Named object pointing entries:

· · · · ·

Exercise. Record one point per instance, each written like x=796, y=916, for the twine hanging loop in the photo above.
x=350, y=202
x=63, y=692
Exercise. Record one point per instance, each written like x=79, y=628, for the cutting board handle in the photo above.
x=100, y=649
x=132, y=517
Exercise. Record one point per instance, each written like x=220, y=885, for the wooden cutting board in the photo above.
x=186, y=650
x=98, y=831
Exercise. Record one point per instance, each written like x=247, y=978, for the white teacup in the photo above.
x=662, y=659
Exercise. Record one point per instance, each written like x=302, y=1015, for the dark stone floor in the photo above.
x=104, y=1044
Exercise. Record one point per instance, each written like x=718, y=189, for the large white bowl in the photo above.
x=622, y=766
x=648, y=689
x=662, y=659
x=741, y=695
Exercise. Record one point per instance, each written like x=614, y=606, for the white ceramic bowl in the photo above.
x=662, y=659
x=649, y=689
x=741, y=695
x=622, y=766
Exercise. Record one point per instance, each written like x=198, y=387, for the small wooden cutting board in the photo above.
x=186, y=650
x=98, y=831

· · · · ·

WHAT IS EXPECTED: Copy the material above word for word, every line as it stands.

WRITTEN REPLY:
Exercise. Record one point per instance, each written like x=796, y=916, for the twine hanging loop in the photo above.
x=350, y=202
x=63, y=692
Exercise. Record one point per instance, each written like x=79, y=628, for the cutting board handle in the photo above.
x=100, y=649
x=132, y=517
Exercise. Record one point per instance, each written like x=220, y=885, for the wooden cutting board in the photo above.
x=186, y=650
x=98, y=831
Exercise. Record one point per instance, each written like x=247, y=978, for the white teacup in the photo above.
x=662, y=659
Exercise. Record one point per instance, each written like x=302, y=1015, for the dark stone floor in the photo above.
x=104, y=1044
Exercise. Record one point per instance, each written like x=718, y=189, for the large white bowl in the photo above.
x=622, y=766
x=648, y=689
x=662, y=659
x=741, y=695
Exercise. Record one point per instance, each written like x=614, y=606, for the white ceramic bowl in the photo above.
x=662, y=659
x=649, y=689
x=741, y=695
x=622, y=766
Exercise. Record one point per instance, each written like x=198, y=387, for the small wooden cutting board in the photo above.
x=186, y=650
x=98, y=831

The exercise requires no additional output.